De ello no escapa ninguna manifestación ni aspecto, incluyendo, o en especial, esas perspectivas que se han llegado a concebir casi como «naturales», craso error, porque en arte no hay prácticamente nada del todo «natural»: la nada gratuita diversidad de tipos de perspectivas, desde su primitiva «falta» (¿se ha probado a cabalidad tal ausencia para sus propios receptores prehistóricos?) en las cavernas del paleolítico superior, pasando por las «frontalidades» egipcias y mesopotámicas, la perspectiva geométrica renacentista, la aérea o, para posibles asombros, nada menos que la «inversa» (desde la óptica occidental) manejada por los chinos.

◇ ◇ ◇ ◇

#### Ejercicio 1:
Cambia "renacentista" por "barroca" en el texto sobre las perspectivas en el arte y copia el pasaje entre "De ello no escapa" y "por los chinos.", ambos incluidos.
#### Ejercicio 2:
Escribe la continuación del texto sobre las perspectivas en el arte a partir de su última oración.

#### Material mostrado:
◇ ◇ ◇ ◇

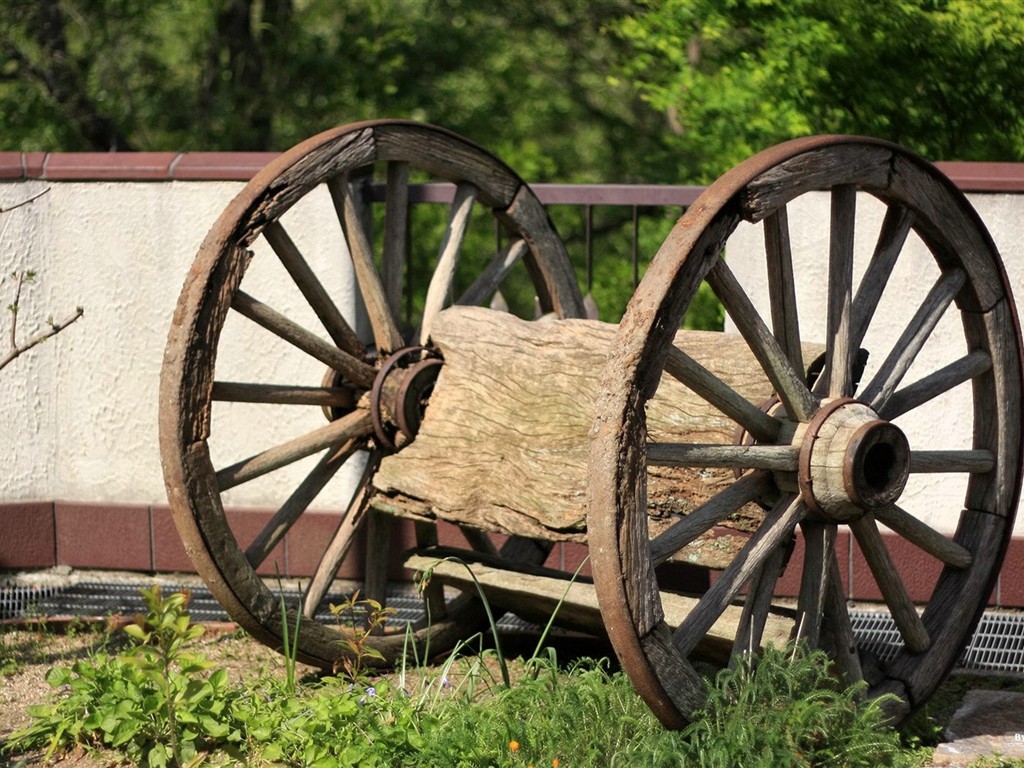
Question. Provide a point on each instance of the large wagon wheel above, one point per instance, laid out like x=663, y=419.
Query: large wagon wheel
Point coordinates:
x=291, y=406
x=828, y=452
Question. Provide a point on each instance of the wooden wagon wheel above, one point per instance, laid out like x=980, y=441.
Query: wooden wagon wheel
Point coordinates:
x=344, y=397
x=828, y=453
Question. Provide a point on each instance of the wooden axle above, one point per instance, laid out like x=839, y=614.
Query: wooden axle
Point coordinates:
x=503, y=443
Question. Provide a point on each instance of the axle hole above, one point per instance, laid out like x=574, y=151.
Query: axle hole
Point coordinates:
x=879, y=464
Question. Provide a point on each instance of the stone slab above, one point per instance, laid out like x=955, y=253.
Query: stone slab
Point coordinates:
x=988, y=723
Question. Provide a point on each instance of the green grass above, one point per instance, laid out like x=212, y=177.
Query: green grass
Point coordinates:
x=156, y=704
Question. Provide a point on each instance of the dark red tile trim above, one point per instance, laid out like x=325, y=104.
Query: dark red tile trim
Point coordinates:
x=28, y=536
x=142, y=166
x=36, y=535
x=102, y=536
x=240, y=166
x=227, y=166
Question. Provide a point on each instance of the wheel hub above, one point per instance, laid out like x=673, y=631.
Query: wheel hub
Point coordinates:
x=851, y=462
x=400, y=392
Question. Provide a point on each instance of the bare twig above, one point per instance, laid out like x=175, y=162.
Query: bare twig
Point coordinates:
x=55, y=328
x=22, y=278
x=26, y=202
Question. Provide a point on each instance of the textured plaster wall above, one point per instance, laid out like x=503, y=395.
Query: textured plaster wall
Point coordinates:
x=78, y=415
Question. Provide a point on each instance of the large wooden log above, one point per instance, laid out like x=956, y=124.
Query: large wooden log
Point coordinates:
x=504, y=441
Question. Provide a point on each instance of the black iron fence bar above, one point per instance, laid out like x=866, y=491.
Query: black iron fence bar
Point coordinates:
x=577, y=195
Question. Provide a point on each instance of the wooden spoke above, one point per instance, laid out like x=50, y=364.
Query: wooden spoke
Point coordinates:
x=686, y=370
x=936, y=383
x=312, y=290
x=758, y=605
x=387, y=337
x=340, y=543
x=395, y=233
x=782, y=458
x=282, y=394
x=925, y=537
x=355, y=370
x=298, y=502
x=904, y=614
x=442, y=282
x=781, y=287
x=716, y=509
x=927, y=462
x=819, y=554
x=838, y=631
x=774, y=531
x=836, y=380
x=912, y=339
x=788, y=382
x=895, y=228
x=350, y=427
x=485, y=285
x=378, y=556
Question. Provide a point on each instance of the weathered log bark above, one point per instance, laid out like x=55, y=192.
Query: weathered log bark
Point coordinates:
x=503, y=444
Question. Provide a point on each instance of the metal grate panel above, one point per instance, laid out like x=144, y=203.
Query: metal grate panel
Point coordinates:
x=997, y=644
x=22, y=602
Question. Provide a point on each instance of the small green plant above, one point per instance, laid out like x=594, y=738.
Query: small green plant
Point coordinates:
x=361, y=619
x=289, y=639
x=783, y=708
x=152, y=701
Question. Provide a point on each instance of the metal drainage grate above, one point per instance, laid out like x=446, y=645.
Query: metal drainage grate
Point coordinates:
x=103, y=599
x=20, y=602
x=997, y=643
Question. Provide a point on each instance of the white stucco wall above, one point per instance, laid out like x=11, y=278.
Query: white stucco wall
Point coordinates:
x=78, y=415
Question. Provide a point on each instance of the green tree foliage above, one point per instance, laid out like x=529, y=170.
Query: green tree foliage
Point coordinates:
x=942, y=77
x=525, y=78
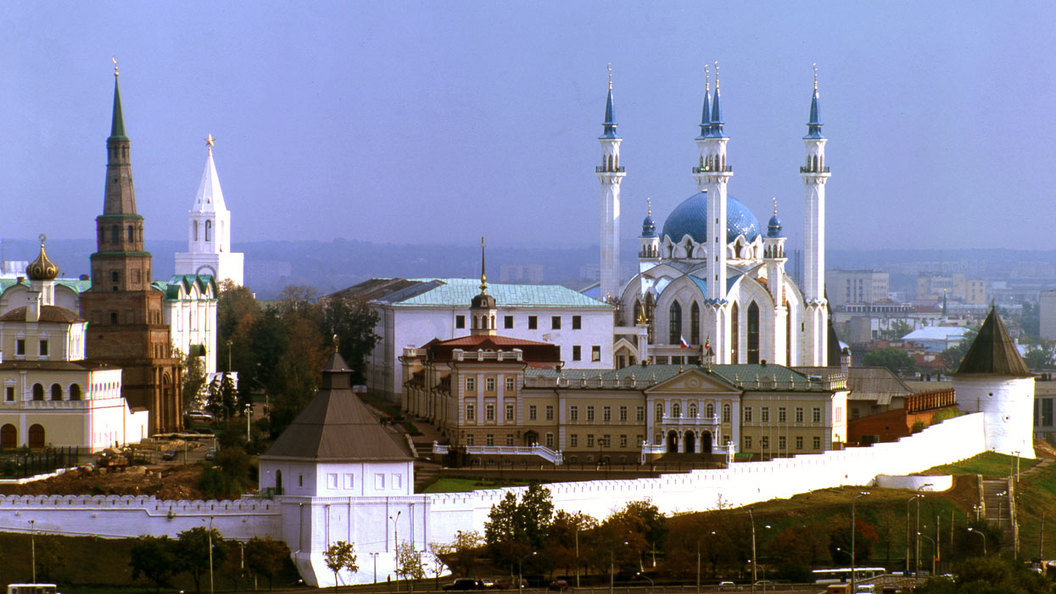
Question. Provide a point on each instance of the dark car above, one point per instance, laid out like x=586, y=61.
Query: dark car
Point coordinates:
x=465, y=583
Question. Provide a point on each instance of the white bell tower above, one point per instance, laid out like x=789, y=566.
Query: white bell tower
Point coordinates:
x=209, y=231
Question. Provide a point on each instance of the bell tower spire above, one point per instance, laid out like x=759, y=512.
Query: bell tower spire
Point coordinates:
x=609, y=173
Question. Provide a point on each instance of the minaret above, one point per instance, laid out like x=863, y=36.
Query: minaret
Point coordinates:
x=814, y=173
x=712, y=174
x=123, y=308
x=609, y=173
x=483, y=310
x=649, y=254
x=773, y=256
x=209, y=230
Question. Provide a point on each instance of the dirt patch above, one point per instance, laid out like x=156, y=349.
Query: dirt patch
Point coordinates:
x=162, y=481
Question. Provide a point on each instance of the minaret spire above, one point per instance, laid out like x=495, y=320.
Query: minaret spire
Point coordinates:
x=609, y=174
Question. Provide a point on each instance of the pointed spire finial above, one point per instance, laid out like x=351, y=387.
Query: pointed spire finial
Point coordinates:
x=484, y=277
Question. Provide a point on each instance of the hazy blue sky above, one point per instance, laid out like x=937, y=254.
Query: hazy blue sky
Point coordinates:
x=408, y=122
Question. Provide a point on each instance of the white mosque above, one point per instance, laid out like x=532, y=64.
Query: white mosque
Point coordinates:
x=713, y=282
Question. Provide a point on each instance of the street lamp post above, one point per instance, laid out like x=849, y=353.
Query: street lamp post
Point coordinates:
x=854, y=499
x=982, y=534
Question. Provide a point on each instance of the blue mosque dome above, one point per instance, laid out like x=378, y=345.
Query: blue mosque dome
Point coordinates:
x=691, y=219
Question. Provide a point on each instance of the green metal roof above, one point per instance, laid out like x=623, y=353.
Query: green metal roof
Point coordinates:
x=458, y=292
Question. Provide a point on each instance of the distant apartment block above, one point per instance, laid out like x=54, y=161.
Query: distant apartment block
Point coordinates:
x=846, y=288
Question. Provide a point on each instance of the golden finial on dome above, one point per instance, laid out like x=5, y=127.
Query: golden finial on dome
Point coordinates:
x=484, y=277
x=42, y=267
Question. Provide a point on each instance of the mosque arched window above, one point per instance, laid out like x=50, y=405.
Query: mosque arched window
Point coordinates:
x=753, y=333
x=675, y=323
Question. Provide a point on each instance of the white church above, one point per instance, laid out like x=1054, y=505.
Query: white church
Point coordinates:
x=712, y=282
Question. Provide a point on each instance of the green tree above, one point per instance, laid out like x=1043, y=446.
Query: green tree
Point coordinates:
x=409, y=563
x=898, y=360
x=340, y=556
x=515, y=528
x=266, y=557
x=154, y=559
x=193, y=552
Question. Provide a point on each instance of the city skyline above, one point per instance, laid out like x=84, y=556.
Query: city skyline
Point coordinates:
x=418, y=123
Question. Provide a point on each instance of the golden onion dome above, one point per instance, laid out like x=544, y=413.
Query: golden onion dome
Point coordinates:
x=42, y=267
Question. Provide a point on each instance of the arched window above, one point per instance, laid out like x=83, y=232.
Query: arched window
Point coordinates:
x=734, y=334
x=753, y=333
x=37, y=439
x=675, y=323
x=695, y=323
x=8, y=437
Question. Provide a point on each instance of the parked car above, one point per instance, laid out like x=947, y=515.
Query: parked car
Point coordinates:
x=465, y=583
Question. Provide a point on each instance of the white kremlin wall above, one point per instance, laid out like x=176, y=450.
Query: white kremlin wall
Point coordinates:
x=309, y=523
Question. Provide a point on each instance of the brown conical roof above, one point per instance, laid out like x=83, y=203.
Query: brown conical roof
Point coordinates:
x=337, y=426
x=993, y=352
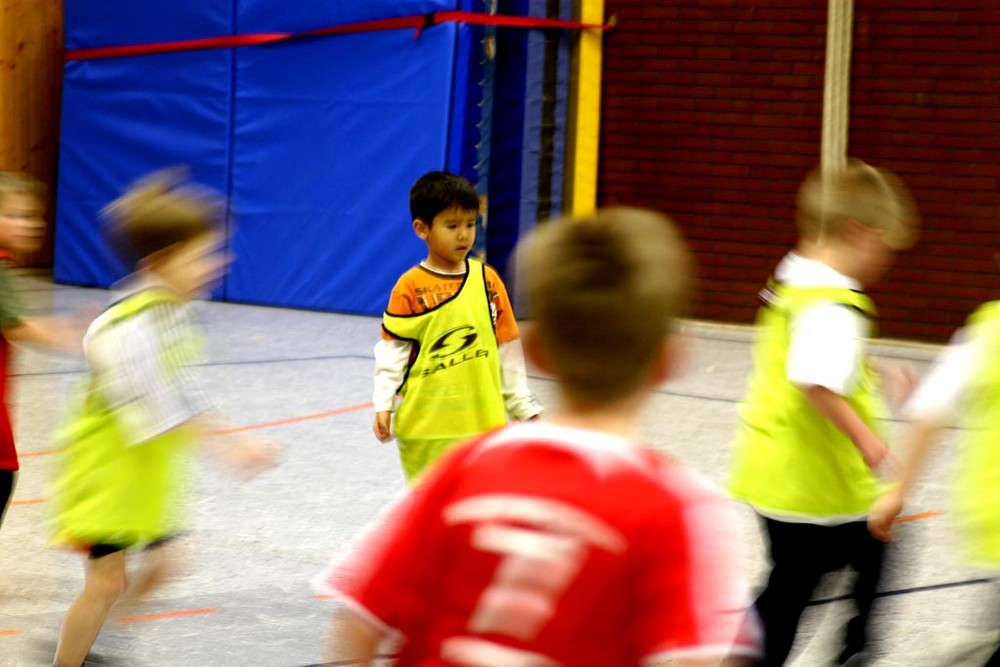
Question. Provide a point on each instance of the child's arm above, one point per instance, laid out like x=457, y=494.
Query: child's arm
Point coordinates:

◇ ◇ ◇ ◇

#### Resultado 1:
De ello no escapa ninguna manifestación ni aspecto, incluyendo, o en especial, esas perspectivas que se han llegado a concebir casi como «naturales», craso error, porque en arte no hay prácticamente nada del todo «natural»: la nada gratuita diversidad de tipos de perspectivas, desde su primitiva «falta» (¿se ha probado a cabalidad tal ausencia para sus propios receptores prehistóricos?) en las cavernas del paleolítico superior, pasando por las «frontalidades» egipcias y mesopotámicas, la perspectiva geométrica barroca, la aérea o, para posibles asombros, nada menos que la «inversa» (desde la óptica occidental) manejada por los chinos.

#### Resultado 2:
Rememórese la fascinante perspectiva aérea impulsada por Masaccio en el siglo XV mientras se imponía la perspectiva lineal de los renacentistas; y en el otro extremo de la clásica modernidad occidental, ya en su paso a nuevas formas, habiendo comenzado el siglo XX, las sugestiones espaciales de las manchas y figuras geométricas de los abstraccionistas, y esa expresión cimera dada por el Cuadrado blanco sobre fondo blanco, de Malévitch, donde ya más que el color o la forma puede ser experimentado el puro espacio o, más propiamente en este lienzo, el color-espacio.

Incluso puede concebirse y definirse —siguiendo estos derroteros del espacio como imagen— la más objetual y «sólida» de las artes, la arquitectura como tecnología y arte de la construcción de espacios habitables o, de uno u otro modo, humanizados.

Valga de inmediato corregir, no por ser del todo falso, sino muy relativo, lo de «la más objetual y sólida», que ya se comprenderá como ilusión o equívoco, pues habrá que mirar artísticamente las obras arquitectónicas con foco puesto en sus espacios y formas, y los materiales en función de ello. Lo esencial será un espacio para dormir, un espacio para ver las pantallas, un espacio para pasear o reunirse, incluso un espacio sagrado para no entrar en él; y los materiales secundarán, «materializarán», tales fines.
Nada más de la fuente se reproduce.